WHAT IS NEEDED: Go through the entries that follow and count every line with the string "water". Reply with the number only.

DATA LISTING:

━━━━━━━━

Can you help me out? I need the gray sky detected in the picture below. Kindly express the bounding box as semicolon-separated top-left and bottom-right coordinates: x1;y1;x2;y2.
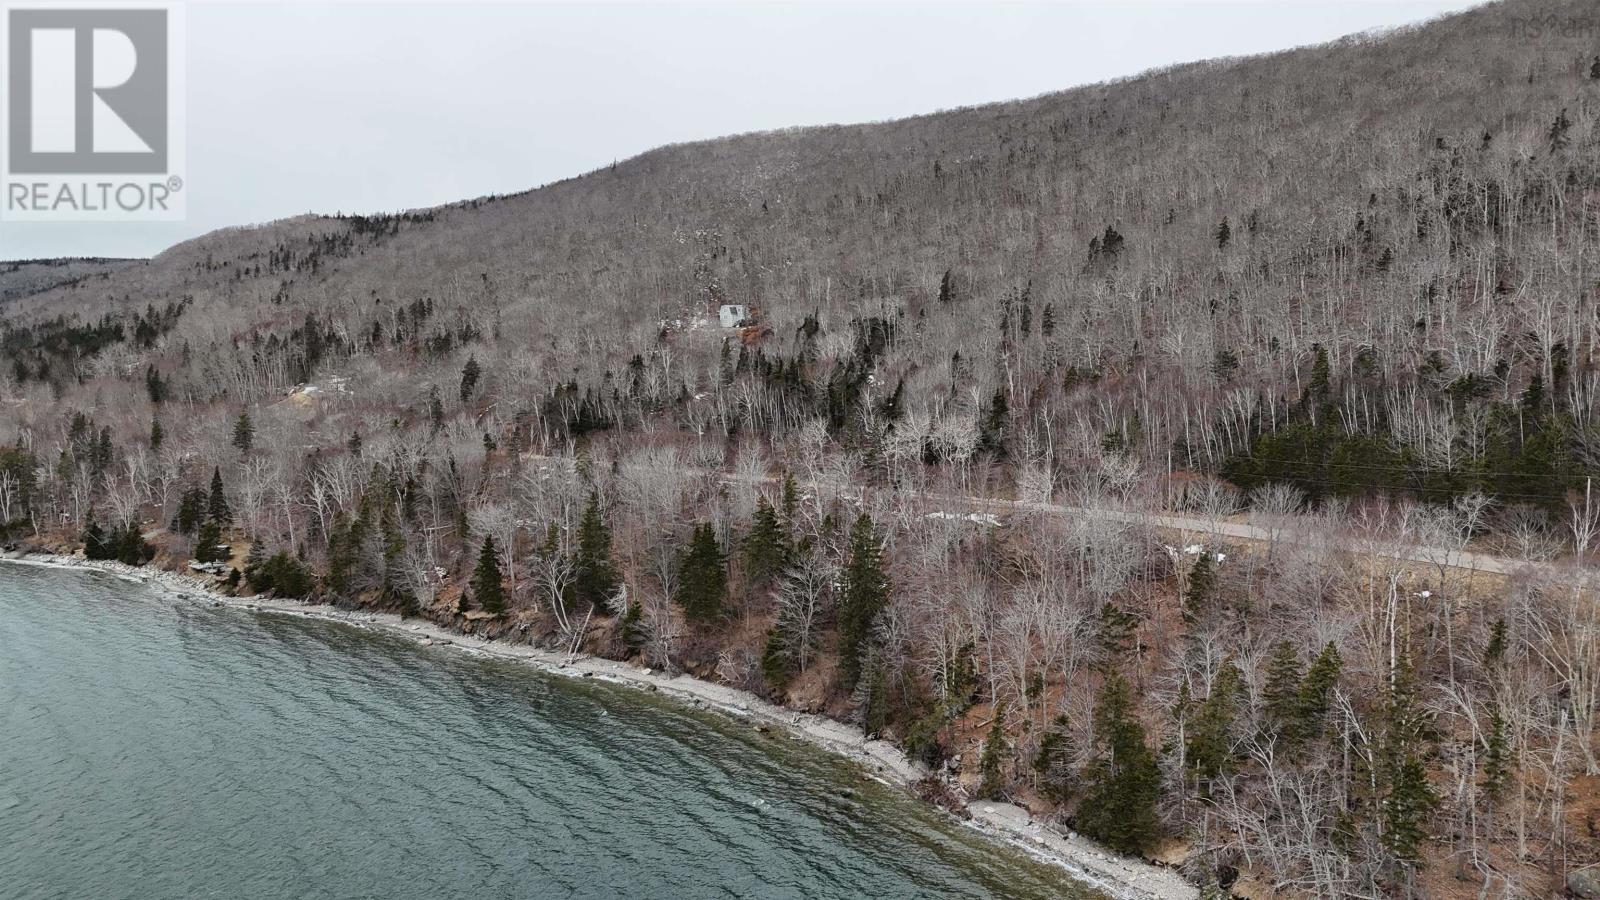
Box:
0;0;1481;261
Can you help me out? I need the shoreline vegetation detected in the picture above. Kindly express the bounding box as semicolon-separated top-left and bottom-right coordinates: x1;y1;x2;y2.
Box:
0;550;1198;900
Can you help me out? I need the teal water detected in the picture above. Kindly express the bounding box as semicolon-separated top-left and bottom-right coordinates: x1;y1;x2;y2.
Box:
0;563;1095;899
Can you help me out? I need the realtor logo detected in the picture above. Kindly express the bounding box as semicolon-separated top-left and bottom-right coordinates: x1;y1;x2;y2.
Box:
2;4;185;221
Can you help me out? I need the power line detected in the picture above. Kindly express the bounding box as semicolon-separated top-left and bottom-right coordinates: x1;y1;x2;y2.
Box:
1219;453;1600;483
1212;465;1580;504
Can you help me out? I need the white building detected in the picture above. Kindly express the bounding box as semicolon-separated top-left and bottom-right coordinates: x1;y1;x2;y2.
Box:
718;304;749;328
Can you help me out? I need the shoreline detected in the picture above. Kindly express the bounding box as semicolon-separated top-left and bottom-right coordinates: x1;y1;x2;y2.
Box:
1;550;1197;900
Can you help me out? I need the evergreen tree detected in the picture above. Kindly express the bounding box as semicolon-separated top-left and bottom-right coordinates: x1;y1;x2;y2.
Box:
472;535;506;614
1172;678;1193;748
1187;661;1244;784
761;624;795;692
859;649;890;737
945;641;979;710
1307;344;1332;403
375;492;409;605
1591;56;1600;80
1521;373;1545;421
902;708;951;769
55;449;76;490
781;470;799;522
743;497;789;584
1378;657;1439;868
1262;642;1305;746
1297;642;1343;742
172;484;206;535
459;356;481;402
877;377;905;423
144;365;167;404
837;512;889;692
572;492;618;613
250;551;314;598
976;704;1010;799
93;428;113;475
1483;618;1507;669
232;410;254;456
1211;348;1240;381
194;518;225;563
1549;108;1572;151
1033;714;1077;803
113;521;154;566
207;467;232;527
65;412;88;452
323;513;363;597
428;385;445;434
82;513;111;560
1077;674;1163;854
535;524;568;615
1481;704;1508;807
675;522;728;623
1215;217;1232;249
1100;225;1125;256
1185;552;1216;618
718;338;735;386
621;599;647;653
977;388;1009;457
149;418;164;449
0;446;37;524
1097;601;1139;665
244;540;268;581
937;269;954;304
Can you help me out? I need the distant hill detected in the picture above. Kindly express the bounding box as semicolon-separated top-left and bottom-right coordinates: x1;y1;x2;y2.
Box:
0;258;142;306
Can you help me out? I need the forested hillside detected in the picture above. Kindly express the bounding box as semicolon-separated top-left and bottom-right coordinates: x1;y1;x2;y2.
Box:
0;258;140;306
5;1;1600;896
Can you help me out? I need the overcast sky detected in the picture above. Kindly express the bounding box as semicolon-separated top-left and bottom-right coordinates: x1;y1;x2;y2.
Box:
0;0;1482;261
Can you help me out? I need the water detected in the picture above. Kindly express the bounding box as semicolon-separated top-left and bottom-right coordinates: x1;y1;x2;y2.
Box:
0;563;1096;899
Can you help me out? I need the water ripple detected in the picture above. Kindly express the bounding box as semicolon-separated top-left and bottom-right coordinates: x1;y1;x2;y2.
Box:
0;565;1096;899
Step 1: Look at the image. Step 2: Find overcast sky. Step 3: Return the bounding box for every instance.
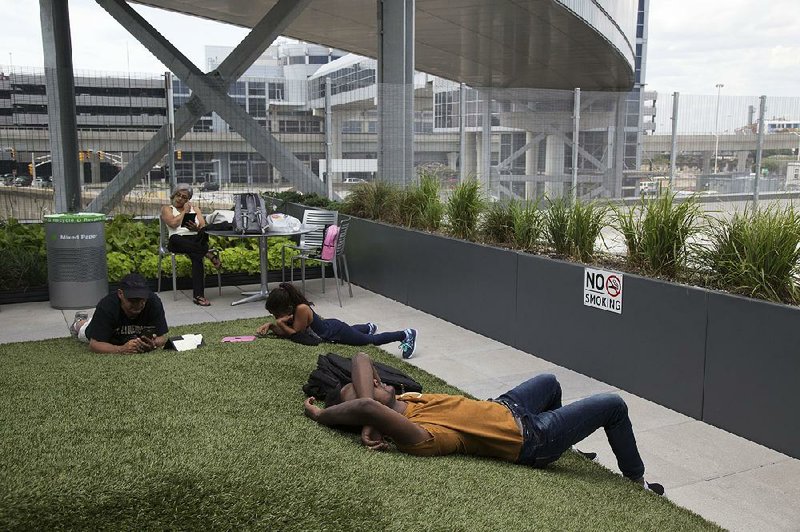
[0,0,797,99]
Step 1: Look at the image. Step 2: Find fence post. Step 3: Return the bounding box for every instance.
[459,82,466,183]
[753,95,767,209]
[164,71,177,191]
[324,76,333,200]
[572,87,580,203]
[669,92,679,189]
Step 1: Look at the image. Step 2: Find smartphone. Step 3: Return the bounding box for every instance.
[139,326,157,339]
[181,212,197,228]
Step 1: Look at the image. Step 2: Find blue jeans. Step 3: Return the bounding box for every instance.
[496,374,645,480]
[312,319,405,346]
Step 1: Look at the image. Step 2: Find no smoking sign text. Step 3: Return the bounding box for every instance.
[583,267,623,314]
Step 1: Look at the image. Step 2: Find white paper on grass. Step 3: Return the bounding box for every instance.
[168,334,203,351]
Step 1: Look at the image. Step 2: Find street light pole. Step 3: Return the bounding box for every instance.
[713,83,724,174]
[792,132,800,162]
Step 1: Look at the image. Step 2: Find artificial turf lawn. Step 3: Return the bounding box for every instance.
[0,317,721,531]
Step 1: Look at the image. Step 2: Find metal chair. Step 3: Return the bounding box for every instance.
[157,218,221,301]
[281,208,338,287]
[292,217,352,307]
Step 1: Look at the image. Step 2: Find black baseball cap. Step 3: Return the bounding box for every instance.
[119,273,151,299]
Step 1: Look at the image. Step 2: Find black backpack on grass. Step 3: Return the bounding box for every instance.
[302,352,422,401]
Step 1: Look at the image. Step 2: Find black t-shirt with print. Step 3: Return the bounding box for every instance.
[85,292,169,345]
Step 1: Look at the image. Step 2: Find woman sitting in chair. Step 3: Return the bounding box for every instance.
[160,183,221,307]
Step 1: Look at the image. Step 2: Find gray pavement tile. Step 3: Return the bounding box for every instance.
[667,458,800,532]
[452,347,558,380]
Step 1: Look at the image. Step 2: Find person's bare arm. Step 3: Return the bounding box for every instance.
[304,397,429,446]
[272,304,313,336]
[352,352,378,399]
[160,204,185,230]
[89,337,151,354]
[351,353,391,450]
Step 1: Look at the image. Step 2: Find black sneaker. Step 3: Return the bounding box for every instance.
[400,329,417,359]
[645,482,665,496]
[574,448,597,461]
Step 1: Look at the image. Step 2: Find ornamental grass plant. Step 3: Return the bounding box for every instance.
[445,178,484,240]
[510,198,545,251]
[341,180,400,223]
[697,205,800,303]
[544,196,607,261]
[568,199,608,262]
[613,193,703,278]
[398,172,444,231]
[545,196,571,256]
[481,200,515,244]
[0,318,720,531]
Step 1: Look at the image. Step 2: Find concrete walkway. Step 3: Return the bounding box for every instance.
[2,279,798,531]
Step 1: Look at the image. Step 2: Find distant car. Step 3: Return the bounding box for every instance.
[1,174,15,186]
[343,177,367,184]
[13,175,33,187]
[200,181,220,191]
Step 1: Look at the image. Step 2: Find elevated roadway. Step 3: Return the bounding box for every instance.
[132,0,636,90]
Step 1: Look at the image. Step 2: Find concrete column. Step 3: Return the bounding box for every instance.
[40,0,81,212]
[330,114,343,184]
[446,152,458,171]
[544,135,565,198]
[464,132,477,179]
[524,131,540,200]
[377,0,414,186]
[701,151,712,175]
[736,151,750,173]
[480,91,491,191]
[90,151,101,184]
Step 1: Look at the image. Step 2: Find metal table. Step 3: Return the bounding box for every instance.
[207,225,320,306]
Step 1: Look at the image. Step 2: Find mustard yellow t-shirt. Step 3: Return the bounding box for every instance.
[395,393,523,462]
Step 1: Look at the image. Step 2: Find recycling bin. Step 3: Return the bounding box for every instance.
[44,213,108,309]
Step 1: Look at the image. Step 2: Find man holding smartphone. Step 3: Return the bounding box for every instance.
[69,273,169,354]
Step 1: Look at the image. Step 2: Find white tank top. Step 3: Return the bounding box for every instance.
[167,205,198,237]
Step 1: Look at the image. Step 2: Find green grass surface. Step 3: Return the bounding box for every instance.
[0,318,720,531]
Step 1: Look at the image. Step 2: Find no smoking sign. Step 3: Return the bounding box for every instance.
[583,267,623,314]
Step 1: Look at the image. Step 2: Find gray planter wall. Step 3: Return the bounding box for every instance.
[704,293,800,458]
[343,215,800,459]
[514,254,708,418]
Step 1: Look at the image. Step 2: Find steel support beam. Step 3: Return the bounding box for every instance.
[89,0,317,213]
[40,0,81,212]
[377,0,414,186]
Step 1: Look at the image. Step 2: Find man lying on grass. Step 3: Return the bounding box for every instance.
[69,273,169,354]
[304,353,664,495]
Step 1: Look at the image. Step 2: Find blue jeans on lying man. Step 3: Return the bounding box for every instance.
[495,373,645,480]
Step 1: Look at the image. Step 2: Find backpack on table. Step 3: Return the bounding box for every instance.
[233,193,269,234]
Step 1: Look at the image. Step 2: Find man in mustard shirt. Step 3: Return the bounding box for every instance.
[303,353,663,495]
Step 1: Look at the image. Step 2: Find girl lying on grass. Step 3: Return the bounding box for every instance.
[256,282,418,359]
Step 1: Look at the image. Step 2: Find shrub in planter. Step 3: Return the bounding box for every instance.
[613,192,703,277]
[0,218,47,290]
[567,199,608,262]
[481,200,515,244]
[399,173,444,231]
[545,196,571,256]
[342,181,400,222]
[544,197,607,261]
[698,205,800,303]
[445,178,484,241]
[510,199,545,251]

━━━━━━━━

EXERCISE RESPONSE: 3